**Stated goal:**
Copy out, character for character, the lines among the entries below that run from the one containing "Examine the image above and box every red" through the one containing "[134,59,143,68]", both ends included, and nothing else.

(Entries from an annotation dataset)
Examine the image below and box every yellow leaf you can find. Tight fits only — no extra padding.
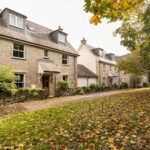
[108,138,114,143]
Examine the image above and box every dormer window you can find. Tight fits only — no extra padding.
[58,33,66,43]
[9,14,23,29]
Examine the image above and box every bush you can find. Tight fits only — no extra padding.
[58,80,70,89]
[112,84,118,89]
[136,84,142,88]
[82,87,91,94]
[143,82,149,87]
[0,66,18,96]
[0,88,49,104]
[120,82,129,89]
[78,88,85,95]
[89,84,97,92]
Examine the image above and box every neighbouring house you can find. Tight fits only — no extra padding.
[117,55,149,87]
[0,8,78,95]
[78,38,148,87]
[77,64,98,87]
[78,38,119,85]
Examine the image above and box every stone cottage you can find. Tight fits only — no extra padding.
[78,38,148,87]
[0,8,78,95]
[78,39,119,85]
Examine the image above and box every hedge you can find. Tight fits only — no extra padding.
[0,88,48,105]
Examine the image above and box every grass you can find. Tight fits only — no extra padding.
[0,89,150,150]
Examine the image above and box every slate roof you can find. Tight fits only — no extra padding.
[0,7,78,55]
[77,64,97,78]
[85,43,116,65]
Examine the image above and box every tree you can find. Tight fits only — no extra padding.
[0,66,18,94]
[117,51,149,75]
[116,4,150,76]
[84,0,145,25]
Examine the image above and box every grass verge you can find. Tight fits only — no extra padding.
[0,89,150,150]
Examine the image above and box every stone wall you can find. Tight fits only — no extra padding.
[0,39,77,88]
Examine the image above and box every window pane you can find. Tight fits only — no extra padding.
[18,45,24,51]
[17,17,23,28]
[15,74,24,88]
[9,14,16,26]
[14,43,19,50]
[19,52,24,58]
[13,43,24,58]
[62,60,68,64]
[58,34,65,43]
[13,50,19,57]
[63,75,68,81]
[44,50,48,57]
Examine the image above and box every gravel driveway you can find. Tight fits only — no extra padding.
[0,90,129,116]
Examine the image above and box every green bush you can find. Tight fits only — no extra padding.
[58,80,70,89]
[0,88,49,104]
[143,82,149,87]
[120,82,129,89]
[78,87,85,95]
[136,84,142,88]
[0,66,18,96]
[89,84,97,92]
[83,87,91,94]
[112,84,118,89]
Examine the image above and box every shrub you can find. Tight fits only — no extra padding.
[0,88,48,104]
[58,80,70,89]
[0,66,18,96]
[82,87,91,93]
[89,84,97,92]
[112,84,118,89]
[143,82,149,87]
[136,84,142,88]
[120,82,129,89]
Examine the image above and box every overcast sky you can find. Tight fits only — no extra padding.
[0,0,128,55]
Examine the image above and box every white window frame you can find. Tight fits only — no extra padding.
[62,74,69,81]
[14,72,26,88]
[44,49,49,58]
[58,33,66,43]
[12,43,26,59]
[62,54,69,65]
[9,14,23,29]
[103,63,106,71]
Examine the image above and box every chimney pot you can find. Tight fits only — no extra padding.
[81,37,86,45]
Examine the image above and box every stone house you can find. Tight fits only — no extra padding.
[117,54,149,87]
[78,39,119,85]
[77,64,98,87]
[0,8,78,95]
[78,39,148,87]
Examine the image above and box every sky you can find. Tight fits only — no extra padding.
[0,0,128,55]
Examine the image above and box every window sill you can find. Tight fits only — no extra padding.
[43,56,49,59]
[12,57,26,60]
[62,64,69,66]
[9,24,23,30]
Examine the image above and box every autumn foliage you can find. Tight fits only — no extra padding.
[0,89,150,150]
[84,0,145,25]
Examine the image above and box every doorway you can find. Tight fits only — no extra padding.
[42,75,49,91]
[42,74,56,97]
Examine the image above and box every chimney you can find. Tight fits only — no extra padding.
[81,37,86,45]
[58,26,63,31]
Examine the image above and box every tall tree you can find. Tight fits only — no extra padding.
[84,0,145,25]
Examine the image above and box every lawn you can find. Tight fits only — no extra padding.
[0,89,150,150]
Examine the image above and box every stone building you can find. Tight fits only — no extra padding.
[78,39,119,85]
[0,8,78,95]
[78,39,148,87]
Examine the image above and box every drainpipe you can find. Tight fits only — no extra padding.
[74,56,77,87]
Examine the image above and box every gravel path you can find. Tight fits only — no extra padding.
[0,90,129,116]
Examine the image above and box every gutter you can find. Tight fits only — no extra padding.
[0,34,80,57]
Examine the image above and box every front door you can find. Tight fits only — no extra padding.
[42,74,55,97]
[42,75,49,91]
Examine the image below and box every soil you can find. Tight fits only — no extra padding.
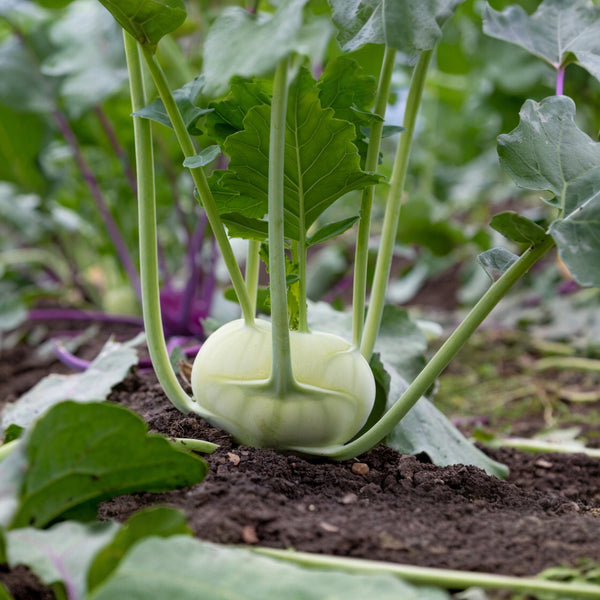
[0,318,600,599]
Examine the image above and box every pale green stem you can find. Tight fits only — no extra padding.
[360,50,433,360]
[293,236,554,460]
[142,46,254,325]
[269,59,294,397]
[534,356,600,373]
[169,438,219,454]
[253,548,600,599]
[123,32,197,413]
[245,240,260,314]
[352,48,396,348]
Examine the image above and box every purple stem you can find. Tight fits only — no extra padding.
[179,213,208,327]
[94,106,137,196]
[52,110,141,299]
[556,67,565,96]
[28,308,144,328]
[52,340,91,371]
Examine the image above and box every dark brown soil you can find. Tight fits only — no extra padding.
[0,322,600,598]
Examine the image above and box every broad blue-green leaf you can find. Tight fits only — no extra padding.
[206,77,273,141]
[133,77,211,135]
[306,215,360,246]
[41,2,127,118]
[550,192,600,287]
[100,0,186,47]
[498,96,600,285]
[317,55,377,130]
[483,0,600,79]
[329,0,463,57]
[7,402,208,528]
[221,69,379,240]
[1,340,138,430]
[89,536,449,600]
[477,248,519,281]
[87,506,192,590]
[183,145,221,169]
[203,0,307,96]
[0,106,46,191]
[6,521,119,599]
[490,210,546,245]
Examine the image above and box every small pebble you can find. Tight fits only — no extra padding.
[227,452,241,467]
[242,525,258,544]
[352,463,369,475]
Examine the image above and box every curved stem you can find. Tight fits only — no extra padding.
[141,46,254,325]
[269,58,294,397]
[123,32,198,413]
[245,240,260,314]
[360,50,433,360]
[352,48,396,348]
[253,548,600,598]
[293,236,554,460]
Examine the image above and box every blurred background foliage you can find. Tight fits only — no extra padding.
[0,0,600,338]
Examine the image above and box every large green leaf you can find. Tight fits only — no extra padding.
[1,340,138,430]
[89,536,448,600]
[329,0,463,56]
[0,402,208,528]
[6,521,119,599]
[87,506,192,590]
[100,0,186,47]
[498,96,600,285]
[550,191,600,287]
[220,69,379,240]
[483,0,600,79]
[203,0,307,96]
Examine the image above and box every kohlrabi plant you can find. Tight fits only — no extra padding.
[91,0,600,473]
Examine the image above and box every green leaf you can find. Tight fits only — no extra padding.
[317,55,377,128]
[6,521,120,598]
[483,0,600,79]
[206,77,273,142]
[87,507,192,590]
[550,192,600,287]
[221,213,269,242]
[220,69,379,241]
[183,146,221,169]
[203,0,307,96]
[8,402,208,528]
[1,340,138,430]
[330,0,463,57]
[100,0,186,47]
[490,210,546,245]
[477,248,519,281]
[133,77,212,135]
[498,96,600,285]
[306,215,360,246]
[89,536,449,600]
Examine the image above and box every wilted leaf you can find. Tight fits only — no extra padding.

--

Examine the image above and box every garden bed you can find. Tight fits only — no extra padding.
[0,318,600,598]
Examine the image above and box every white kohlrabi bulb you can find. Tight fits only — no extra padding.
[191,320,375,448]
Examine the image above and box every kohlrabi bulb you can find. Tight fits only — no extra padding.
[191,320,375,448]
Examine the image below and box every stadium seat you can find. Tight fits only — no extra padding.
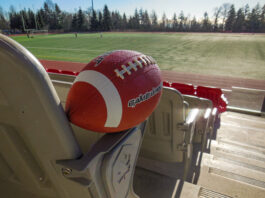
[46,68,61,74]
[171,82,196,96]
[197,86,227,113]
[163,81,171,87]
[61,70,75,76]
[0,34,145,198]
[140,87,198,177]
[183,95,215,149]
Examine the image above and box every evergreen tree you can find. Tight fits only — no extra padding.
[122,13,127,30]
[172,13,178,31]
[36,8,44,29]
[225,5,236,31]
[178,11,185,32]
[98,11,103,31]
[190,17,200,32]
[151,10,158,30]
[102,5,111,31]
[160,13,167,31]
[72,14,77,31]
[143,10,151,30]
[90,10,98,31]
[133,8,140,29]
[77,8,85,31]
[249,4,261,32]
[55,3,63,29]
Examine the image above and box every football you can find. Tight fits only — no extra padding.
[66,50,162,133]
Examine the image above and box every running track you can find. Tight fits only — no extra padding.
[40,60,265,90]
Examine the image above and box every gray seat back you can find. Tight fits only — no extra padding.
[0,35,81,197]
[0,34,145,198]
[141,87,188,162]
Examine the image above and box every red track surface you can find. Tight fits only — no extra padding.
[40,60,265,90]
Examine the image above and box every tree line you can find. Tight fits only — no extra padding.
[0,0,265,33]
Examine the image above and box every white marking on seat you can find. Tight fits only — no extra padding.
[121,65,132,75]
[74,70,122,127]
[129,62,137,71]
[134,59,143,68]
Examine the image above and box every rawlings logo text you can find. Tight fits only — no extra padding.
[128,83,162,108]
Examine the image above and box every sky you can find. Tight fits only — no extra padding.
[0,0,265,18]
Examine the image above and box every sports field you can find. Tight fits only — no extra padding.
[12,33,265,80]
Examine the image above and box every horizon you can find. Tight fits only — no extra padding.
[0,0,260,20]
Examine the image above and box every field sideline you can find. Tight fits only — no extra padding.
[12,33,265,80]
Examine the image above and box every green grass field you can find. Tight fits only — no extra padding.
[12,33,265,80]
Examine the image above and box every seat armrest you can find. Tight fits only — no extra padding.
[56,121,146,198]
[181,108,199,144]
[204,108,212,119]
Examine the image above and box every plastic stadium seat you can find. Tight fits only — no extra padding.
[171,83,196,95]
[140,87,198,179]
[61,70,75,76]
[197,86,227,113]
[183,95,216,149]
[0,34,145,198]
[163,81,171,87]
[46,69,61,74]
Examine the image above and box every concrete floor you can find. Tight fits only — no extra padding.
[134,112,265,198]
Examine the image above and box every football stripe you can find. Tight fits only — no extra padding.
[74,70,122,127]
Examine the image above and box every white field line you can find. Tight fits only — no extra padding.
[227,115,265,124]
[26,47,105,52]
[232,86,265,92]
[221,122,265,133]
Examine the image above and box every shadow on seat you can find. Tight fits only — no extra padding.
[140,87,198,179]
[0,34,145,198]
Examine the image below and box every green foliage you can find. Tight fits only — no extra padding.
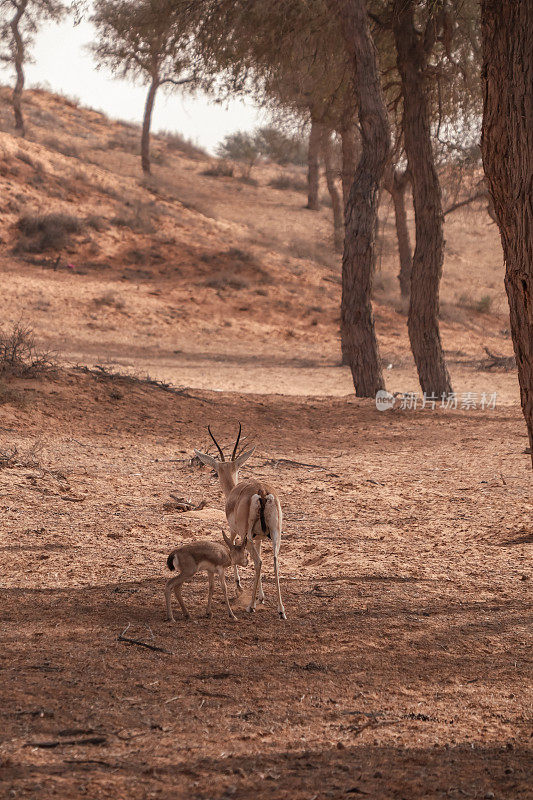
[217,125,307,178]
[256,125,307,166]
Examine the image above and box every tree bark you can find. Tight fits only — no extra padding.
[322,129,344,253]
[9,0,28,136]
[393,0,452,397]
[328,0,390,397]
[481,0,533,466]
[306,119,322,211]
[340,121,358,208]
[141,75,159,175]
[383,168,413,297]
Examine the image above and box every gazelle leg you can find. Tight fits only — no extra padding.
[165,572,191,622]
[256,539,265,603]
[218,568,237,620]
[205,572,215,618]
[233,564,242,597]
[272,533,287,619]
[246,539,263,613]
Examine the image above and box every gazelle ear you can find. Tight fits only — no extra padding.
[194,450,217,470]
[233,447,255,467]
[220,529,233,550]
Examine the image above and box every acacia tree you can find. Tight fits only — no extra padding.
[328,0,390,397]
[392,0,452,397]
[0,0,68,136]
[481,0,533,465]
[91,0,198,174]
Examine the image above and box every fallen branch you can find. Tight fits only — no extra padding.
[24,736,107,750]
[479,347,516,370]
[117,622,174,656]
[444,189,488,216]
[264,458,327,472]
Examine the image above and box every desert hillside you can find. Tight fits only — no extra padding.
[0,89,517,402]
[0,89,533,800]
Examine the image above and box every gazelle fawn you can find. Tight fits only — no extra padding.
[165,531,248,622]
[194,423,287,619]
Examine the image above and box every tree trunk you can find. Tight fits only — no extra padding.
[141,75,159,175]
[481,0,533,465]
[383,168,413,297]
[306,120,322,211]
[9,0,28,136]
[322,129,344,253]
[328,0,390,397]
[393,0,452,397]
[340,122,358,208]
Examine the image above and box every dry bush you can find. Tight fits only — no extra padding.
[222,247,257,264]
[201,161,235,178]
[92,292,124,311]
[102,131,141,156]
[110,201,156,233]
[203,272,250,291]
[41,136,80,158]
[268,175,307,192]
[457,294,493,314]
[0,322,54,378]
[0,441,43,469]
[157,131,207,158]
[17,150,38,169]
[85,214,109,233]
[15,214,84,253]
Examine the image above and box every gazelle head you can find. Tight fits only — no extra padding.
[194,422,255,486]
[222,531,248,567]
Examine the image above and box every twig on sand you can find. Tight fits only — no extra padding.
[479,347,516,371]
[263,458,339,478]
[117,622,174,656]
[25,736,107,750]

**Expected output:**
Examine the image above and box every red track surface you can find. Tight fits only — no extra padding.
[40,60,265,90]
Examine the image above and box every tree line you can find. Tight fits only — no extra padding.
[0,0,265,33]
Examine the image above and box every white marking on seat you can find. Tight fits only — no extra padding.
[121,65,132,75]
[74,70,122,127]
[129,62,137,71]
[134,59,143,68]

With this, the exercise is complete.